Text extract ->

Movie business the prototype of new economy
Last week, I laid out my best guess about America's future economic structure: That it would start to look more and more like Hollywood and the film industry and less like what we've all thought of as the traditional American economic system.
We're leaving the idea of big-company jobs with a weekly paycheck behind as the core building block of our way of life. We're headed toward a reality that is more project-, network- and track-record driven. Just like Hollywood.
The movie business has transformed from an everyone's-an-employee-at-our-vertically-integrated-studio structure 50 years ago into a dazzlingly capable web of very small, very focused, and very creative companies and individuals today. Those focused companies and those talented individuals then come together under the umbrella of the movie project to make their magic happen.
That's a radically different organizational idea — each project a separate company. In the economic structure we've all grown used to, companies have products. But in Hollywood, the product has a company! For a short time, that is. Once the project's done and the movie's had its run, the company goes into suspended animation and the workers disappear into the ether, only to re-form in a different configuration for their next project.

Information supplied ->
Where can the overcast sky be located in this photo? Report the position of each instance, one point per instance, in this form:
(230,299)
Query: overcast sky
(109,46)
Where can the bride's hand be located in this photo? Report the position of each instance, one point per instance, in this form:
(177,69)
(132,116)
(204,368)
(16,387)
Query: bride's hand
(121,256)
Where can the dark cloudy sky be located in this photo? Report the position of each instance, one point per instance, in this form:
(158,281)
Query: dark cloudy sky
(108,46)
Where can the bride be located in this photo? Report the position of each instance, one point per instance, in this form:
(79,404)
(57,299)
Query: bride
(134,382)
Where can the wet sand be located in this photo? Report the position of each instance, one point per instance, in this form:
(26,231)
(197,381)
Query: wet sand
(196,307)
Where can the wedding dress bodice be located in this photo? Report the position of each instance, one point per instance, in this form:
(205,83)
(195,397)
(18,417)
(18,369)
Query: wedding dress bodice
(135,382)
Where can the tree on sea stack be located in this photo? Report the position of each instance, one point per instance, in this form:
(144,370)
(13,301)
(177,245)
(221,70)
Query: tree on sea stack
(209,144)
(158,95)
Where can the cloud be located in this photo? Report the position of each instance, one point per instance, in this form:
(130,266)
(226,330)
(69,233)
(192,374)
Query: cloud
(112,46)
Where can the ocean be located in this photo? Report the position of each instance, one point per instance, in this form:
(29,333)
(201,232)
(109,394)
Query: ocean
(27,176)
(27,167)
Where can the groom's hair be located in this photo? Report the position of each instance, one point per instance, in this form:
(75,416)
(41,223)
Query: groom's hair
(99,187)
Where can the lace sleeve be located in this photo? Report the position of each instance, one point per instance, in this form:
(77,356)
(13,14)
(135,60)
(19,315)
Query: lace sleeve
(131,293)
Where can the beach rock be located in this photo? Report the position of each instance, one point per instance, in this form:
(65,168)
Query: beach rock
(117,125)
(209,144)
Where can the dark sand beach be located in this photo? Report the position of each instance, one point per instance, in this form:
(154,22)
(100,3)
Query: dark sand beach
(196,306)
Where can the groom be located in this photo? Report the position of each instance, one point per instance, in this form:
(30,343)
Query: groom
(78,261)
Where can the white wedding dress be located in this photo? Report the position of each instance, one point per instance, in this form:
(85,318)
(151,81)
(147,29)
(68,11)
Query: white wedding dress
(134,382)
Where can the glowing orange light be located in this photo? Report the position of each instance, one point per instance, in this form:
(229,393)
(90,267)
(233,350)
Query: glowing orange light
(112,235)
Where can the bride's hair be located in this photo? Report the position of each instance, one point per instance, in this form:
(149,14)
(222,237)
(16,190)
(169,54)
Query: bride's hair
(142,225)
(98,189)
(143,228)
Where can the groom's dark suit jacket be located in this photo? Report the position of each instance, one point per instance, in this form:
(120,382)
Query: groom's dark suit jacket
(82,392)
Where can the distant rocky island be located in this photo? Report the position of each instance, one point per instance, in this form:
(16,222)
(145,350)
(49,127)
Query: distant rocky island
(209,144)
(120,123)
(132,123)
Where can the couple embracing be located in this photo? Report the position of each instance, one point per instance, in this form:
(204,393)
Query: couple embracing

To do ->
1. In the passage on Hollywood and the new economy, rewrite the paragraph beginning "The movie business has transformed" as a short bulleted list that keeps its main facts.
2. Answer these questions using the passage on Hollywood and the new economy:
(a) According to the writer, what are we leaving behind as the core building block of our way of life?
(b) In Hollywood, what has a company?
(c) What happens to the company once the project is done and the movie has had its run?

The answers ->
1.
- Fifty years ago, the movie business was a vertically integrated studio structure in which everyone was an employee.
- Today it is a capable web of very small, very focused, very creative companies and individuals.
- These companies and individuals come together under the umbrella of a movie project to make their magic happen.

2.
(a) Big-company jobs with a weekly paycheck.
(b) The product.
(c) It goes into suspended animation, and the workers disappear into the ether, only to re-form in a different configuration for their next project.